GIVEN PASSAGE:
☆ ☆ ☆ ☆ ☆

- Theatrical release poster
- Spanish: La buena letra
- Directed by: Celia Rico Clavellino
- Screenplay by: Celia Rico Clavellino
- Based on: La buena letra by Rafael Chirbes
- Produced by: Fernando Bovaira
- Starring: Loreto Mauleón; Enric Auquer Sardà; Roger Casamajor; Ana Rujas;
- Cinematography: Sara Gallego
- Edited by: Andrés Gil
- Music by: Marina Alcantud
- Production companies: Misent Producciones; MOD Producciones; Arcadia Motion Pictures;
- Distributed by: Caramel Films
- Release dates: 15 March 2025 (Málaga); 30 April 2025 (Spain);
- Country: Spain
- Languages: Spanish; Catalan;

= The Good Manners =

The Good Manners (La buena letra), also known as The Good Handwriting, is a 2025 Spanish historical drama film written and directed by Celia Rico Clavellino based on the novel by Rafael Chirbes. It stars Loreto Mauleón, Enric Auquer, Roger Casamajor, and Ana Rujas.

☆ ☆ ☆ ☆ ☆

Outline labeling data
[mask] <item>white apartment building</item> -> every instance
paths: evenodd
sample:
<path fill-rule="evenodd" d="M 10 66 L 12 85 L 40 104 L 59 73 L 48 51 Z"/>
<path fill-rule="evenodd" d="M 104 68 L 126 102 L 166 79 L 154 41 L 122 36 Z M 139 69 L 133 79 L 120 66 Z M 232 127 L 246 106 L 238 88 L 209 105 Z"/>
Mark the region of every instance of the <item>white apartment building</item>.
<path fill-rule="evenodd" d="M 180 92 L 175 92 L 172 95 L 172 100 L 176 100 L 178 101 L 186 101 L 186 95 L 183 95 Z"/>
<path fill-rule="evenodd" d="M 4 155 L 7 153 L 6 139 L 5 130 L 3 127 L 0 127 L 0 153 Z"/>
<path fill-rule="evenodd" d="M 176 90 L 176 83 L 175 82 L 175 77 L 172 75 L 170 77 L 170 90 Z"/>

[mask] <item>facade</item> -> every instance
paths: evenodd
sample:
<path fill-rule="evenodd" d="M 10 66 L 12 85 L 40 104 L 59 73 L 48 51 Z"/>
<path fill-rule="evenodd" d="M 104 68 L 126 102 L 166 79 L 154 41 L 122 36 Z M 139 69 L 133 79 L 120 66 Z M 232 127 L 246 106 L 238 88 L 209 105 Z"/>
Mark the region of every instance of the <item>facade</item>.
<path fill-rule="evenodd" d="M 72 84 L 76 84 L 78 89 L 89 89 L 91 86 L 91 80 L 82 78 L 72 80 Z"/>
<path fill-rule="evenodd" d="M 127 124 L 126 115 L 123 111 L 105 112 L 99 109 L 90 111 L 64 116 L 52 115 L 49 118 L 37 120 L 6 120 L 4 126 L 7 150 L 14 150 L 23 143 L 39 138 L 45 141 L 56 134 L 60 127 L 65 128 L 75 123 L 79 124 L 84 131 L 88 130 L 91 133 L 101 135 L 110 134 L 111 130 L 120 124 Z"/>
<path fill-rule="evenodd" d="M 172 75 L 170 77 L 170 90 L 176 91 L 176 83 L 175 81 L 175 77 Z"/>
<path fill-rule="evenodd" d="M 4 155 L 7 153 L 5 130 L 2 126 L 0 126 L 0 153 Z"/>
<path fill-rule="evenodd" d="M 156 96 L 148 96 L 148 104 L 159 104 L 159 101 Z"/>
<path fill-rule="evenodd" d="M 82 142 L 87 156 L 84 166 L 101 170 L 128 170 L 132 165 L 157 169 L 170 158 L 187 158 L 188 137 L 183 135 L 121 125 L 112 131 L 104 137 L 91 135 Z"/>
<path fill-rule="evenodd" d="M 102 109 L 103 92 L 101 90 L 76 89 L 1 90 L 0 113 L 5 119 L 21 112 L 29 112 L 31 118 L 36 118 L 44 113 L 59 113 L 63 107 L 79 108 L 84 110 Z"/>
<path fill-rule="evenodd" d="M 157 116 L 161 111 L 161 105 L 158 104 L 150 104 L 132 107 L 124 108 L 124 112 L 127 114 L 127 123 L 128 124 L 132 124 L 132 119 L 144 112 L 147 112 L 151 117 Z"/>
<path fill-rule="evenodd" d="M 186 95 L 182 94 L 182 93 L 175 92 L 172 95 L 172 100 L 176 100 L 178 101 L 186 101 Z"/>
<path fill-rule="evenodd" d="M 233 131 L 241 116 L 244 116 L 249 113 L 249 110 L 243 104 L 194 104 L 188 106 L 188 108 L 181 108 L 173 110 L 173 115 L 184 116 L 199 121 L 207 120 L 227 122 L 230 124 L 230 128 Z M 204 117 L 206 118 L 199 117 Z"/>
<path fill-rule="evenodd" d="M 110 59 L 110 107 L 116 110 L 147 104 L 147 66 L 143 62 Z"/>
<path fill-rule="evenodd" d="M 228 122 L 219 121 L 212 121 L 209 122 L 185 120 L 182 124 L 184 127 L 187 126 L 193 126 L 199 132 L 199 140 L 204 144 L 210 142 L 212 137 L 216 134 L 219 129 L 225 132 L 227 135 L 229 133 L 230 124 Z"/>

☆ ☆ ☆ ☆ ☆

ACTIONS TO TAKE:
[1] Using the text about the film The Good Manners, state whether each statement agrees with it: (a) the film was edited by Sara Gallego; (b) the film was shown in Málaga on 15 March 2025; (c) the film is based on a novel by Rafael Chirbes. Answer yes or no for each, quoting the deciding words of the text exactly.
[2] Rewrite as a list the paragraph in the text about the film The Good Manners that begins "The Good Manners (La buena letra), also known as", keeping its main facts.
The outline labeling data is not required for any of the tasks.

WORKED ANSWERS:
[1]
(a) No: "Edited by: Andrés Gil"
(b) Yes: "15 March 2025 (Málaga)"
(c) Yes: "based on the novel by Rafael Chirbes"

[2]
- Title: The Good Manners (La buena letra), also known as The Good Handwriting
- Type: 2025 Spanish historical drama film
- Writer and director: Celia Rico Clavellino
- Source: the novel by Rafael Chirbes
- Cast: Loreto Mauleón, Enric Auquer, Roger Casamajor, and Ana Rujas